### Verilen metin ###

Gazeteciler Can Dündar ve Erdem Gül, MİT TIR'ları haberi nedeniyle yargılandıkları davada Dündar'a 5 yıl 10 ay, Gül'e 5 yıl hapis cezası kararının ardından konuştu.
Karar için verilen arada silahlı saldırı yaşayan Cumhuriyet Gazetesi Genel Yayın Yönetmeni Dündar, "İki saat içinde iki suikast yaşadık" dedi.
Cumhuriyet Gazetesi Ankara Temsilcisi Erdem Gül de "Bizim yaptığımız haberler Türkiye böyle olmasın diye yaptığımız haberlerdi" diye konuştu.
TIKLAYIN - GAZETECİLER CAN DÜNDAR VE ERDEM GÜL'E TOPLAM 10 YIL 10 AY HAPİS
Dündar: İki saatte iki suikast yaşadık
TIKLAYIN - CAN DÜNDAR'A SİLAHLI SALDIRI, NTV MUHABİRİ YARALANDI
Dündar, "İki saat içinde iki suikast yaşadık. Biri silahlıydı birisi yasaldı" diye sözlerine başladı.
"İlk suikasti sizlerin gözünün önünde oldu. İkinci suikast kapalı oturumda gerçekleşti. Bir habercilik suçundan, haber yayınlamak suçundan ben beş yıl 10 ay, Erdem beş yıl ceza aldı. Bu ceza sadece bizi sindirmeye yönelik değil, o kurşunlar sadece bizi sindirmeye, gazetemizi yazamaz hale getirmeye yönelik değil, aynı zamanda sizleri, hepimizi, Türkiye basınını yazmaktan, konuşmaktan korkar hale getirmek için yapılmış suikasttir.
"Bu hukuki bir suikastti. Baştan ber yaptığımızın gazetecilik olduğunu savunuyorduk. AYM bizi tescil etti, evet bu bir gazetecilik, ifade özgürlüğü kapsamında haberciliktir dedi. Mahkeme AYM’nin kararını elinin tersiyle iterek bir suç oluşturduğunu söyledi.
"Biz baştan beri bu eylemin suç olduğunu söyledik. Karşımızda Cumhurbaşkanı’nı bulduk. Cumhurbaşkanı başından beri bu davanın savcısı gibi davrandı, tehdit etti, hedef gösterdi, şantaj yaptı ve sonunda bu tehditlerden vazife çıkaran birilerinin silahla ateş etmesine yol açtı.
"Dilerim bu bir ders olur. Dilerim utanır. Bir daha bir gazeteciyi hedef gösterirken iki kere düşünür. Haftalardır, aylardır aldığımız tehditlerin, bugün sıkılan kurşunların nedeni bizzat bu devletin en üst kademesi tarafından hedef gösterilmemizdir.

### Çıkarılan veriler ###

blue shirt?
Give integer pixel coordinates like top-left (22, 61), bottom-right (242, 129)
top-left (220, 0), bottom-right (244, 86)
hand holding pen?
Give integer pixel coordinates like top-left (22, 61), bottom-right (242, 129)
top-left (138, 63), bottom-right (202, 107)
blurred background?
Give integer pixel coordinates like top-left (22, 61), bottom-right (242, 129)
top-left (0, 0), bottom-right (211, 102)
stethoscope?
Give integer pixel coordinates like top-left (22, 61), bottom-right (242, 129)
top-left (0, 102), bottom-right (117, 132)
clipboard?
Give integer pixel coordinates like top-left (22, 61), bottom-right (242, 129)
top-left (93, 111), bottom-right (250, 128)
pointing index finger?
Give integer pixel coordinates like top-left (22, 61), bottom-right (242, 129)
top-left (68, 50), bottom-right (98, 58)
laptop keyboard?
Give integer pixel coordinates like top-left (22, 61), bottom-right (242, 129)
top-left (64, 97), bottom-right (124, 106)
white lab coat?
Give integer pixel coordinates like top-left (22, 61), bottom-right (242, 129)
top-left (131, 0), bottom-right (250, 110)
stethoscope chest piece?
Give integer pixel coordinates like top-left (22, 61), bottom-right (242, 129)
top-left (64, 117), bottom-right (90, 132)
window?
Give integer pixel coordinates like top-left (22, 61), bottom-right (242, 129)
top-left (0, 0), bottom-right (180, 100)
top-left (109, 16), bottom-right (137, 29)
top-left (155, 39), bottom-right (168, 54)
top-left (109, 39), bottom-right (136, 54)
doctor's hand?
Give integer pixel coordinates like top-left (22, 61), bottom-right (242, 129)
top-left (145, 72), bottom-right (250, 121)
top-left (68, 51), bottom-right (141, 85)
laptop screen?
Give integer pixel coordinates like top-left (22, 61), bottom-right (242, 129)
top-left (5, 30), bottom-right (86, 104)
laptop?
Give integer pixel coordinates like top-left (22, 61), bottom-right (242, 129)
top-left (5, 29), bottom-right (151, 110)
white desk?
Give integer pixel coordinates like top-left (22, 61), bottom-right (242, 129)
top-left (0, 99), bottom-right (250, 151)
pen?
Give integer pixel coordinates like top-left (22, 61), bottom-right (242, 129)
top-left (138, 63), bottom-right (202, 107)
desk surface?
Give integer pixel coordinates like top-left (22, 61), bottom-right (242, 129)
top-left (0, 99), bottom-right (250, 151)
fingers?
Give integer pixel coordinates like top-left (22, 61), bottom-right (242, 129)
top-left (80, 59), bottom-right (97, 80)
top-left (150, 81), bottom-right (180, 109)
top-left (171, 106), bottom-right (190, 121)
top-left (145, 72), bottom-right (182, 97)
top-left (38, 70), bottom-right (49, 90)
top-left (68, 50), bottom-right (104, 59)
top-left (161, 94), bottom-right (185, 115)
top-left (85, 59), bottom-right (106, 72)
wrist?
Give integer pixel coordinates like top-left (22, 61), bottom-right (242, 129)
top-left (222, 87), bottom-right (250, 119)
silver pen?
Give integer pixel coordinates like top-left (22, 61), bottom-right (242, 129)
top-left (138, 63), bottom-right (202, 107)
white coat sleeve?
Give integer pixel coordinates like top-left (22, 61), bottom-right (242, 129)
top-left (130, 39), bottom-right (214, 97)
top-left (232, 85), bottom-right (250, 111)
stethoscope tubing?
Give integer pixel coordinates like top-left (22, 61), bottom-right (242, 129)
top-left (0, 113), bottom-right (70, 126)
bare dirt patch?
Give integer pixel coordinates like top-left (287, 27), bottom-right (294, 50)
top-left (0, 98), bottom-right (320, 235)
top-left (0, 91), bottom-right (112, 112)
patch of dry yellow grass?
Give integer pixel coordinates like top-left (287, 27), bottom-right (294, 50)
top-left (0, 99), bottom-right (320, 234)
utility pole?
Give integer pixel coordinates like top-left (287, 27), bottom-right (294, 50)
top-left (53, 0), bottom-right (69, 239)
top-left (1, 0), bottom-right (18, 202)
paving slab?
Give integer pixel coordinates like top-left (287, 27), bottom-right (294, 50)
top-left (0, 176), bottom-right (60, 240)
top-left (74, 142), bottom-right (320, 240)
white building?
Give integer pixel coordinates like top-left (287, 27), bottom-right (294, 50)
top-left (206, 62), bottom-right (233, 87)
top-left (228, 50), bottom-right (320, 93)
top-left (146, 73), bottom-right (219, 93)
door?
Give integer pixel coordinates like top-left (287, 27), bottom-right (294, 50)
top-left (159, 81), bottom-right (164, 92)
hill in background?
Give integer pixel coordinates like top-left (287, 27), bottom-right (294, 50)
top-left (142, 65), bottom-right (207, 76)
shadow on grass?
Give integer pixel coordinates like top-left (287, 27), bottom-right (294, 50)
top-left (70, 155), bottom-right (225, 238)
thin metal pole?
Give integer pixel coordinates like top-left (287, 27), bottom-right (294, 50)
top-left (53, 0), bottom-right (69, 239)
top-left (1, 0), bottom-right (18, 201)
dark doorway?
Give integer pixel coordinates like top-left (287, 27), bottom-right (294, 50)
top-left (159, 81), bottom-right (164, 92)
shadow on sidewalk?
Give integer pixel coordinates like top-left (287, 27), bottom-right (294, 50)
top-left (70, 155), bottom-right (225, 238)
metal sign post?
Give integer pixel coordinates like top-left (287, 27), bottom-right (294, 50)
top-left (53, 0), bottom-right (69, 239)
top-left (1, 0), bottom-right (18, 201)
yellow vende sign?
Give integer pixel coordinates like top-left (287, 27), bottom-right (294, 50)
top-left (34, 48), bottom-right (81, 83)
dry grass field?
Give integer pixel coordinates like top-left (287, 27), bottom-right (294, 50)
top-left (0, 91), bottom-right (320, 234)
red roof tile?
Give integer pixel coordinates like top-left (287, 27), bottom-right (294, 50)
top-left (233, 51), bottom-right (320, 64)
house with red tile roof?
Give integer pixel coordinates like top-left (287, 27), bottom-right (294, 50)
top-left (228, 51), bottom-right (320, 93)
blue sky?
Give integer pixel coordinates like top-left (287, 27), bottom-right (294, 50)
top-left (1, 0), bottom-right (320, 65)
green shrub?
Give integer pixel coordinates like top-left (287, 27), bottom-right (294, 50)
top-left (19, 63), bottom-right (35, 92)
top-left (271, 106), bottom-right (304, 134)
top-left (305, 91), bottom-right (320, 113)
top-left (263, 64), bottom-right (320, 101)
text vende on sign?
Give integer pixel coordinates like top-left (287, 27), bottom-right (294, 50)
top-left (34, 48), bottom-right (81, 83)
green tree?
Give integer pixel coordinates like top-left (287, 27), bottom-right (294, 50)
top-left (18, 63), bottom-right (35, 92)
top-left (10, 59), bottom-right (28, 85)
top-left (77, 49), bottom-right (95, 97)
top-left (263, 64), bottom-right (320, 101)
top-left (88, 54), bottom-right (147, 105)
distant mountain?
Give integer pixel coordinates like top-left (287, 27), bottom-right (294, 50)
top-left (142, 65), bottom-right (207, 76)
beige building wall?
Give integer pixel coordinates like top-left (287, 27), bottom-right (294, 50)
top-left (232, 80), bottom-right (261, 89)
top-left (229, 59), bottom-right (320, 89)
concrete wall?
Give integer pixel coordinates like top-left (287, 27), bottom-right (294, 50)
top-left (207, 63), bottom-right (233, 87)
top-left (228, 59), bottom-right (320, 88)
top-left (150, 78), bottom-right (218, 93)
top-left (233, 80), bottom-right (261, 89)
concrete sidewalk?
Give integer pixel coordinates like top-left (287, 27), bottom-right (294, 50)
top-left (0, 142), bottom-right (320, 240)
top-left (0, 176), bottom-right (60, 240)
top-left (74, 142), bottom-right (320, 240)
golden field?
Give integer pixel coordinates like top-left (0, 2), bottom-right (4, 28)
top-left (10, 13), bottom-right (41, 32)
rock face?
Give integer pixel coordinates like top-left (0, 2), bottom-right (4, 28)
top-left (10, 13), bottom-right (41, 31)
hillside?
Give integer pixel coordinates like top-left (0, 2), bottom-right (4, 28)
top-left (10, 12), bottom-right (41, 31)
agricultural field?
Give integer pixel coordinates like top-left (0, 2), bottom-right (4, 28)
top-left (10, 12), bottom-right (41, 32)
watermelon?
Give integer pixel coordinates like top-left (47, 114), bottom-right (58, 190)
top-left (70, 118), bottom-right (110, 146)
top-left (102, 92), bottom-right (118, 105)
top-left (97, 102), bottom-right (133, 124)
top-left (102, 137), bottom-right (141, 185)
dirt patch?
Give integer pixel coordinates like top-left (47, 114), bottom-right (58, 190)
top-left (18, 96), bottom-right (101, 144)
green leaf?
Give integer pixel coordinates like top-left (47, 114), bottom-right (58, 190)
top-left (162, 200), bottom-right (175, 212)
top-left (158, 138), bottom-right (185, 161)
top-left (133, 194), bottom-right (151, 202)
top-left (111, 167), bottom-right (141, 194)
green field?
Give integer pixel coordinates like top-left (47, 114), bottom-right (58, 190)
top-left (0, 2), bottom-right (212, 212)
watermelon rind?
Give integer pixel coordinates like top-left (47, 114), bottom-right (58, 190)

###

Yapılacaklar:
- A) Dündar ve Gül haberinde Dündar, aldıkları cezanın ve sıkılan kurşunların neyi amaçladığını söylüyor? Bir ila üç cümleyle açıklayın.
- B) Dündar ve Gül haberinin devamını yazın.

Sonuçlar:
- A) Dündar'a göre ceza ve kurşunlar yalnızca kendilerini sindirmeyi ve gazetelerini yazamaz hale getirmeyi amaçlamıyor. Aynı zamanda bütün Türkiye basınını yazmaktan ve konuşmaktan korkar hale getirmeyi hedefliyor.

- B)
"İster istemez, şunu söylüyoruz ki bu kararda da devletin en üst kademesinden bizzat verilen talimatların rol oynadğı endişesi sonsuza kadar yaşayacaktır.
"Bu kararlar kurşunlar bizi sindirmeye yeter mi, asla. Biz doğru bildiğimiz gibi yazmaya, konuşmaya devam edeceğiz.Bu baskılar bizi asla yıldırmayacak. Yeter ki bu kalan basın mensuplarını yıldırmasın, 'Yazarsak başımıza bunlar gelir' diye düşündürmesin. Korkarım asıl hedef budur.
"Hepimiz cesur olmak zorundayız, tüm bu kararlara bu kurşunlara rağmen gerçeği öğrenme hakkını halktan esirgememek adına kendi mesleğimizi, basın özgürlüğünü korumak için her zamankinden daha cesur olmak zorundayız.
"Davanın telaşı içinde ilgilenemedik. Şikayetçi olacağız. İzlediğim kadarıyla eşime borçluyum. Ona teşekkür ediyorum. Hep bir kurşun döktür diyorlardı ama böyle kurşunlanmayı düşünmemiştim. Eşim ve Çanakkale milletvekili durdurmasa burada olmayabilirdim."
Gül: Türkiye böyle olmasın diye yapılan haberlerdi
Erdem Gül, saldırıya dair Diyarbakır Baro Başkanı Tahir Elçi'nin öldürülesini hatırlatarak sözlerine başladı.
"Ben tam bu noktada yapılan alçakça saldırıyla ilgili bir şeyler söylemek istiyorum. Bu Türkiye’nin ilk kez yaşadığı bir saldırı değil. Kısa zaman önce, hapse girdiğimiz ilk günlerde Diyarbakır Baro Başkanı Tahir Elçi öldürüldü.
"Hatırlayalım nasıl öldürüldü; hemen öncesinde kendisini hukuki değil, siyasileşmiş bir davanın aktörü olarak gördük. Toplumsal ve siyasi bir linç işlendi. Önce bir mahkemede, normal bir hukuk kurumunda yargılamak yerine başka bir linç uygulanıyor Türkiye'de. Sonrasında da öldürüldü. Yazdık çizdik, gazeteciler olarak.
"Bugünkü saldırı çok ciddi bir şey, buna benzeyen bir şey. Hukuku yeterince eğip bükemediğiniz zaman ya mahkemelerde, hukuki olmayan kararlarla insanları susturmaya çalışıyorsunuz ya da katletmeye çalışıyorsunuz. Bu çok alçakça bir şey.
"Ceza aldığımız haberler Türkiye böyle olmasın diye yapılan haberlerdi. O haberleri yaptığımız tarihlerde Türkiye'de katliamlar süreci başlamıştı. Sağda solda silahlar olmasın, yasadışı silahlar olmasın, çocuklar ölmesin, İstanbul’da, Ankara’da garda, Suruç'ta katliamlar olmasın diye bu haber yaptık. Şu anda da bu duygu içindeyiz, bunun dışında hiçbir amacımız yoktu.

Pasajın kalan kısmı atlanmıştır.